§ AIM
Count the lines below that contain the word "above", treating case as significant. Reply with the number only.

Rows from a pointing dataset:
*-*-*
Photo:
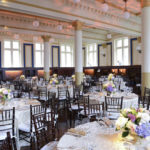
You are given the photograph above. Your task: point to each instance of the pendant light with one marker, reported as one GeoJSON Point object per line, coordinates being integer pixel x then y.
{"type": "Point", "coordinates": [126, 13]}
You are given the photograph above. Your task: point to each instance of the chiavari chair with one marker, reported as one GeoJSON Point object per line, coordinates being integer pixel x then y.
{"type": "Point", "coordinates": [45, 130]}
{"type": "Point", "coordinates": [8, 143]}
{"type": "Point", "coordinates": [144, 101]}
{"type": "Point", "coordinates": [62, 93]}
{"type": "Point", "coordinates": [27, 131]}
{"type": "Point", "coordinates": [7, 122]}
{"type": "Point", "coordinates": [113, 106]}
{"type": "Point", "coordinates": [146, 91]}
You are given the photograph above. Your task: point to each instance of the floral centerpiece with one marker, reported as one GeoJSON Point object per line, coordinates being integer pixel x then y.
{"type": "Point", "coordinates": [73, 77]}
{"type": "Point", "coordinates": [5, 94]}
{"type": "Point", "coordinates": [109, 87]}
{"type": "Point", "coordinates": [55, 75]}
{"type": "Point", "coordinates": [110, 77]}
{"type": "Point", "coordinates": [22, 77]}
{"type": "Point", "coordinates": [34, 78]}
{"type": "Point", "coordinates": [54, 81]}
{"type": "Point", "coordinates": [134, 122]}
*-*-*
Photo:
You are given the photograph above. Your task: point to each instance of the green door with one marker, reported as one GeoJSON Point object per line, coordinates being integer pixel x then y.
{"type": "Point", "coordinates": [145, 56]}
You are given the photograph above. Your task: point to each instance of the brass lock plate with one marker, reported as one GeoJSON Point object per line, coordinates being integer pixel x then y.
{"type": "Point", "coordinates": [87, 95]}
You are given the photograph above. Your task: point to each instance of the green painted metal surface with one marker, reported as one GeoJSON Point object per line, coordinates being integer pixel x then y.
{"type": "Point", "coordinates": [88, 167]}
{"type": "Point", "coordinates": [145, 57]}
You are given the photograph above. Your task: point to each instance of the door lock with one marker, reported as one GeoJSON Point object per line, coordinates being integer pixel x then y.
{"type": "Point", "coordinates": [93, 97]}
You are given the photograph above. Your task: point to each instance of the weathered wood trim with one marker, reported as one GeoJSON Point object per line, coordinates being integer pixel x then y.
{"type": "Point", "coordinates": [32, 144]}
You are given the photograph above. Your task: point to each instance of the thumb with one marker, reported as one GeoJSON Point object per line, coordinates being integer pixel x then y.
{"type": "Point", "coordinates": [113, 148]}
*-*-*
§ THE REPLY
9